EXERCISE DIRECTIONS:
The entries are to be returned exactly as written.

[Items from a dataset]

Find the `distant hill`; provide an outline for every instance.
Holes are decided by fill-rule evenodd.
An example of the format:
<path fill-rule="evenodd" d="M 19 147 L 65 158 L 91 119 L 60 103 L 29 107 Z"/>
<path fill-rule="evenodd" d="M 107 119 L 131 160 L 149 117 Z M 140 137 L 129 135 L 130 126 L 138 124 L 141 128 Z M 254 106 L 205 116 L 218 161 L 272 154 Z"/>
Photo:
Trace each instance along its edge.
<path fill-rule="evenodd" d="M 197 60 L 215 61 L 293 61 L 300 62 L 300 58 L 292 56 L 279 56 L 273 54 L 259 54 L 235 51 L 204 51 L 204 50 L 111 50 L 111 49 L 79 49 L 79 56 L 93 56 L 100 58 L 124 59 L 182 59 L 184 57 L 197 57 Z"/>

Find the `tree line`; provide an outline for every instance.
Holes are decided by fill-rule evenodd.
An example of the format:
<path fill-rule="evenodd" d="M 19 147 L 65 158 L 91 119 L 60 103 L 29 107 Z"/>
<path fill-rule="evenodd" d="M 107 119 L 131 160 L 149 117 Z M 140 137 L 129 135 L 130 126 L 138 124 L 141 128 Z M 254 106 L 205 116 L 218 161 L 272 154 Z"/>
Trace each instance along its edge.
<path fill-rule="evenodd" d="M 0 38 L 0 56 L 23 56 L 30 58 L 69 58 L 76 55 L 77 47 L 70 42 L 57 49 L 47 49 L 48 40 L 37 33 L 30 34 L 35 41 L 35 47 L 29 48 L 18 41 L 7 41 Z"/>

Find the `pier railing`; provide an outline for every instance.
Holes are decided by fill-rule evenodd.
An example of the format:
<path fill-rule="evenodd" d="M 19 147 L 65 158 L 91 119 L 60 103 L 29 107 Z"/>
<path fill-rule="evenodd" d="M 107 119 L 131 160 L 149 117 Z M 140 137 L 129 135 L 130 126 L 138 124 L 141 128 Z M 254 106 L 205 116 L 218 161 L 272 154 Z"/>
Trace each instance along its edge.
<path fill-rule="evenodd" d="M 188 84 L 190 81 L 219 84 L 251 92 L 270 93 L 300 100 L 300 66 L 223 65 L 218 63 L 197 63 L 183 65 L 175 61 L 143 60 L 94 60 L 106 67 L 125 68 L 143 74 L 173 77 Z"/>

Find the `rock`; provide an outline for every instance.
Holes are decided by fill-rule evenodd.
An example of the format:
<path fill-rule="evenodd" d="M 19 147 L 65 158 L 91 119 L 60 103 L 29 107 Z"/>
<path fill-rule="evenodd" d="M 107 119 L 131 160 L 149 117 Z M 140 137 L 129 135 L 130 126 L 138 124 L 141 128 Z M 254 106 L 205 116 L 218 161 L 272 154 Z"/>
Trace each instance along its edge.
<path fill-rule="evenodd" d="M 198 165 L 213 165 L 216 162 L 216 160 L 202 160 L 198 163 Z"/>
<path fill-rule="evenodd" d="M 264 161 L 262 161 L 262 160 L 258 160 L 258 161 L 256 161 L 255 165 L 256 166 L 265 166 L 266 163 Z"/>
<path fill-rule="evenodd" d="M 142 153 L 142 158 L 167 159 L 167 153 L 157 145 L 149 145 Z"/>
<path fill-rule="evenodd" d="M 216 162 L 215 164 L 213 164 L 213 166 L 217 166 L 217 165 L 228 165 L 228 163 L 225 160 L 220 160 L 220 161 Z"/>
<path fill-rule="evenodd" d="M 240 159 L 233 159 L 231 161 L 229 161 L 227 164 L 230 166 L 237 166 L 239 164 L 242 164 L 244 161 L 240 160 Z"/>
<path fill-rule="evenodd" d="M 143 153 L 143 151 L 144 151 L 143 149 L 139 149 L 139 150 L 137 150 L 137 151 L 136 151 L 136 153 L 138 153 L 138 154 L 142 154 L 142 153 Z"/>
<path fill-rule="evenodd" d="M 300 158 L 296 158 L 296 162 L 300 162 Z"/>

WORKED SOLUTION:
Find the `distant hill`; provide an outline for every instance.
Holes are decided by fill-rule evenodd.
An example of the format:
<path fill-rule="evenodd" d="M 19 147 L 65 158 L 91 119 L 60 103 L 29 107 Z"/>
<path fill-rule="evenodd" d="M 107 119 L 131 160 L 149 117 Z M 140 137 L 129 135 L 130 126 L 138 124 L 141 128 Z M 254 106 L 205 116 L 218 161 L 272 154 Z"/>
Photo:
Trace each instance along its edge.
<path fill-rule="evenodd" d="M 197 60 L 215 61 L 293 61 L 300 62 L 300 58 L 292 56 L 279 56 L 273 54 L 259 54 L 235 51 L 204 51 L 204 50 L 111 50 L 111 49 L 79 49 L 79 56 L 93 56 L 100 58 L 124 59 L 182 59 L 184 57 L 197 57 Z"/>

Find the `tree line`; provide an outline for every instance.
Holes are decided by fill-rule evenodd.
An example of the format:
<path fill-rule="evenodd" d="M 19 147 L 65 158 L 91 119 L 60 103 L 29 107 Z"/>
<path fill-rule="evenodd" d="M 107 119 L 131 160 L 149 117 Z M 140 137 L 129 135 L 130 126 L 138 124 L 141 128 Z M 254 106 L 205 116 L 218 161 L 272 154 Z"/>
Trace each instance along its edge.
<path fill-rule="evenodd" d="M 0 38 L 0 56 L 23 56 L 30 58 L 69 58 L 76 55 L 77 47 L 70 42 L 57 49 L 47 49 L 48 40 L 37 33 L 30 34 L 35 41 L 35 47 L 29 48 L 18 41 L 7 41 Z"/>

Find the `pier railing`; provide an outline for every instance.
Holes are decided by fill-rule evenodd.
An example of the format:
<path fill-rule="evenodd" d="M 19 147 L 65 158 L 91 119 L 60 103 L 29 107 Z"/>
<path fill-rule="evenodd" d="M 107 119 L 131 160 L 149 117 Z M 140 137 L 129 135 L 130 126 L 138 124 L 141 128 Z M 254 106 L 205 116 L 218 161 L 272 154 Z"/>
Trace each instance along its edge.
<path fill-rule="evenodd" d="M 188 84 L 190 81 L 219 84 L 251 92 L 270 93 L 300 100 L 300 66 L 223 65 L 218 63 L 197 63 L 183 65 L 175 61 L 143 60 L 94 60 L 106 67 L 125 68 L 143 74 L 173 77 Z"/>

Find the `rock`; provide an outline for every instance.
Holes are decided by fill-rule evenodd.
An example of the format:
<path fill-rule="evenodd" d="M 19 147 L 65 158 L 91 119 L 60 103 L 29 107 Z"/>
<path fill-rule="evenodd" d="M 107 119 L 131 160 L 149 117 Z M 140 137 L 129 135 L 130 126 L 138 124 L 141 128 Z M 254 106 L 205 116 L 218 161 L 272 154 Z"/>
Trace each instance along its edge.
<path fill-rule="evenodd" d="M 198 165 L 213 165 L 216 162 L 216 160 L 202 160 L 198 163 Z"/>
<path fill-rule="evenodd" d="M 264 161 L 262 161 L 262 160 L 258 160 L 258 161 L 256 161 L 255 165 L 256 166 L 265 166 L 266 163 Z"/>
<path fill-rule="evenodd" d="M 142 153 L 142 158 L 167 159 L 167 153 L 157 145 L 149 145 Z"/>
<path fill-rule="evenodd" d="M 216 162 L 215 164 L 213 164 L 213 166 L 217 166 L 217 165 L 228 165 L 228 163 L 225 160 L 220 160 L 220 161 Z"/>
<path fill-rule="evenodd" d="M 240 159 L 233 159 L 231 161 L 229 161 L 227 164 L 230 166 L 237 166 L 239 164 L 242 164 L 244 161 L 240 160 Z"/>
<path fill-rule="evenodd" d="M 143 153 L 143 151 L 144 151 L 143 149 L 139 149 L 139 150 L 137 150 L 137 151 L 136 151 L 136 153 L 138 153 L 138 154 L 142 154 L 142 153 Z"/>
<path fill-rule="evenodd" d="M 300 158 L 296 158 L 296 162 L 300 162 Z"/>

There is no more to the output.